Dataset content.

=======

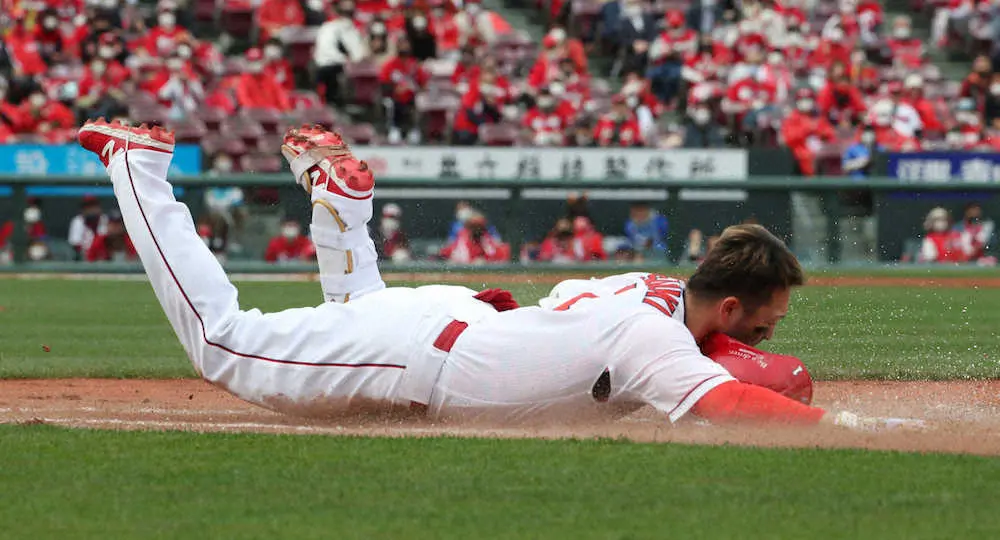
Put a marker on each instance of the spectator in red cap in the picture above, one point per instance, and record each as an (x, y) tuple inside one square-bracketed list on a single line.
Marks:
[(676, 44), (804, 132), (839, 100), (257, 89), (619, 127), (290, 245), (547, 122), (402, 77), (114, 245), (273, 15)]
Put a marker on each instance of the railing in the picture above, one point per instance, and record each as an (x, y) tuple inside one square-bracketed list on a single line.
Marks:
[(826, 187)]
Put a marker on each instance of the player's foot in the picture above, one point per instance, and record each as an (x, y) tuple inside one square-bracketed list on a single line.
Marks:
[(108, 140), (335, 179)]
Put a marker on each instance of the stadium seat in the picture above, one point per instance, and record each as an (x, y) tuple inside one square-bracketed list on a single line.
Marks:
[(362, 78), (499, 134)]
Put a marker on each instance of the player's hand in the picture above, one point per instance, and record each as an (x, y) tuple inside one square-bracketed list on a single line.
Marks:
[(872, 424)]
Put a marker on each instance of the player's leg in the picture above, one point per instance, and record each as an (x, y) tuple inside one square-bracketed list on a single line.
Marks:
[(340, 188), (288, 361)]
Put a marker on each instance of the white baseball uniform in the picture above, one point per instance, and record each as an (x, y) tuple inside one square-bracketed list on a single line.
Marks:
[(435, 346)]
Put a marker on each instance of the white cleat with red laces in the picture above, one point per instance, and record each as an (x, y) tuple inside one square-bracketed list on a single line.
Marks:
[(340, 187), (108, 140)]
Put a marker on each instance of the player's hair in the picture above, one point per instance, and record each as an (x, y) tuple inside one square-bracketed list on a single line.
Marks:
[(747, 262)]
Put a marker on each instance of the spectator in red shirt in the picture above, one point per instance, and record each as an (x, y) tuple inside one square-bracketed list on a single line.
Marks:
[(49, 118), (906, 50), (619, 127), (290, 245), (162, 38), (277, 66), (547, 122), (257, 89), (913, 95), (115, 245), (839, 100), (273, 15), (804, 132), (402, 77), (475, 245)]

=======

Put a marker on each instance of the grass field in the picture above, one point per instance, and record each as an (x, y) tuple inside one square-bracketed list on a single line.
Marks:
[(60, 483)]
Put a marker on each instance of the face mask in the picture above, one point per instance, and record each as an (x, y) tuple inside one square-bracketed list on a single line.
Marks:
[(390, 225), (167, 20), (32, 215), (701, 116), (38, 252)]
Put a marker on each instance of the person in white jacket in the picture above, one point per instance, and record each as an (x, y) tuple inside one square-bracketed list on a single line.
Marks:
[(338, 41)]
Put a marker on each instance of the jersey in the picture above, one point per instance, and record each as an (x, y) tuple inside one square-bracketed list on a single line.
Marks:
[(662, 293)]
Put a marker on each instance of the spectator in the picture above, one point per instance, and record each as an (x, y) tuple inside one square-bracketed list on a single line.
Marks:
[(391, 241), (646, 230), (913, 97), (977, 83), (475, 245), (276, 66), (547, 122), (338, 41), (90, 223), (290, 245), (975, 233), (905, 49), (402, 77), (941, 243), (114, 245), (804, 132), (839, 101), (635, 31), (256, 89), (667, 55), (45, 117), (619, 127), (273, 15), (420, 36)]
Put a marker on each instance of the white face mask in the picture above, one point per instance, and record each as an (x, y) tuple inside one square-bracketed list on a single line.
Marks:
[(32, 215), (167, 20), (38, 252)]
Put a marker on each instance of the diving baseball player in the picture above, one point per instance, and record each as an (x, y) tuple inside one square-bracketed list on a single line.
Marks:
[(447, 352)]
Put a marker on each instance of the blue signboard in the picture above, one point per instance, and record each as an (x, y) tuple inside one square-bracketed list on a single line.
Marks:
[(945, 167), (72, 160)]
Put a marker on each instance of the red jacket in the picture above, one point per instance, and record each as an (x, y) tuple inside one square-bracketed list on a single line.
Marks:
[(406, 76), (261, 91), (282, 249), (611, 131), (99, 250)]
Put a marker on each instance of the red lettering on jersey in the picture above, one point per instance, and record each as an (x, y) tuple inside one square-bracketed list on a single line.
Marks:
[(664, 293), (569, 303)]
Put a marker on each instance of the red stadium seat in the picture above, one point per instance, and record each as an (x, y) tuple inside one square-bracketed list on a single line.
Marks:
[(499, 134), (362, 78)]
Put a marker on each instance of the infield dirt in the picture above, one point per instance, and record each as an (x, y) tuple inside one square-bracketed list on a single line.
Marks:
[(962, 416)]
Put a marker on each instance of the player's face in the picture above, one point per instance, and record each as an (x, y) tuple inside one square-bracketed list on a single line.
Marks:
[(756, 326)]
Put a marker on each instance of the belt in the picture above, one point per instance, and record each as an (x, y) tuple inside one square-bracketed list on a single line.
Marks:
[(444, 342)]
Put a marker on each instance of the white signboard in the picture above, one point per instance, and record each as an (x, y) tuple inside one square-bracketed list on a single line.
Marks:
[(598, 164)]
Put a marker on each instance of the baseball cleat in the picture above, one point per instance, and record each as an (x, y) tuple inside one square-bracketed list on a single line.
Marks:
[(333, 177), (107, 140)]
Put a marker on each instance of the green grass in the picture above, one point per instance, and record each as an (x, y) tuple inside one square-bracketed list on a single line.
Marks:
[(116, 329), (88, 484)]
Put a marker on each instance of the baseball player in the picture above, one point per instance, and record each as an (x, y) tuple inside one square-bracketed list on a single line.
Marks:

=======

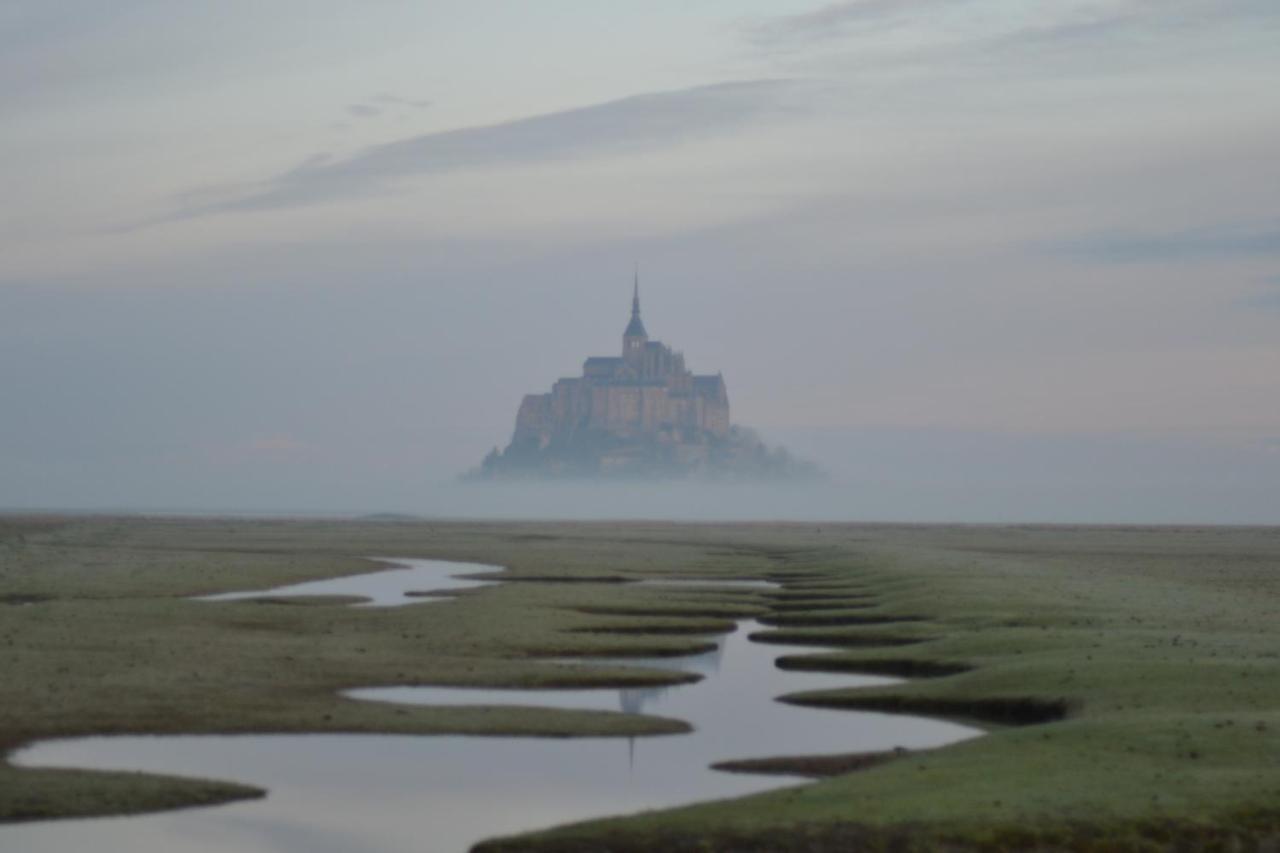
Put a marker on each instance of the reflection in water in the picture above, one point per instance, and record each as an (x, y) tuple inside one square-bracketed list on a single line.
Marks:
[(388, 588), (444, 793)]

=======

Written request.
Write out the records from the line with "Put a marker on each instance of the diving" up to and including the line with "[(962, 416)]", switching every "Marks" to "Points" and keeping everything else the same.

Answer.
Put a marker on each instance of the diving baseball player in the picture above, one point per instance, and record each as an (x, y) tuple inside one square-bracketed list on a single line.
Points:
[(447, 352)]
Put a marker on each instance of the blue signboard in the picture above, one point per instance, and record each as an (x, y) tuple inside one square-bracketed list on a single line.
Points:
[(945, 167), (72, 160)]
Put a marker on each instance of the red jacket in the picture above, one point per instance, and record each as an (x, y) tuple inside one square-bracketed list on a single line.
Points:
[(406, 76), (261, 91), (282, 249), (611, 131), (99, 250)]
Put a marker on each instance of the red lettering on jersey in the picture above, one point per instance, and record each as an (x, y) tuple inside one square-bracketed list on a single line.
Points:
[(664, 293), (569, 303)]
Put a marker on each instance of the red stadium seat in the picture above, one point per instance, and record each as an (x, y) tuple inside one square-bracketed list on a single line.
Points:
[(499, 134), (362, 78)]
Put a marker on each instance of the infield dirt in the picture above, one point per instance, and record each as an (x, y) tuple inside one square-bracketed list on a single line.
Points:
[(962, 416)]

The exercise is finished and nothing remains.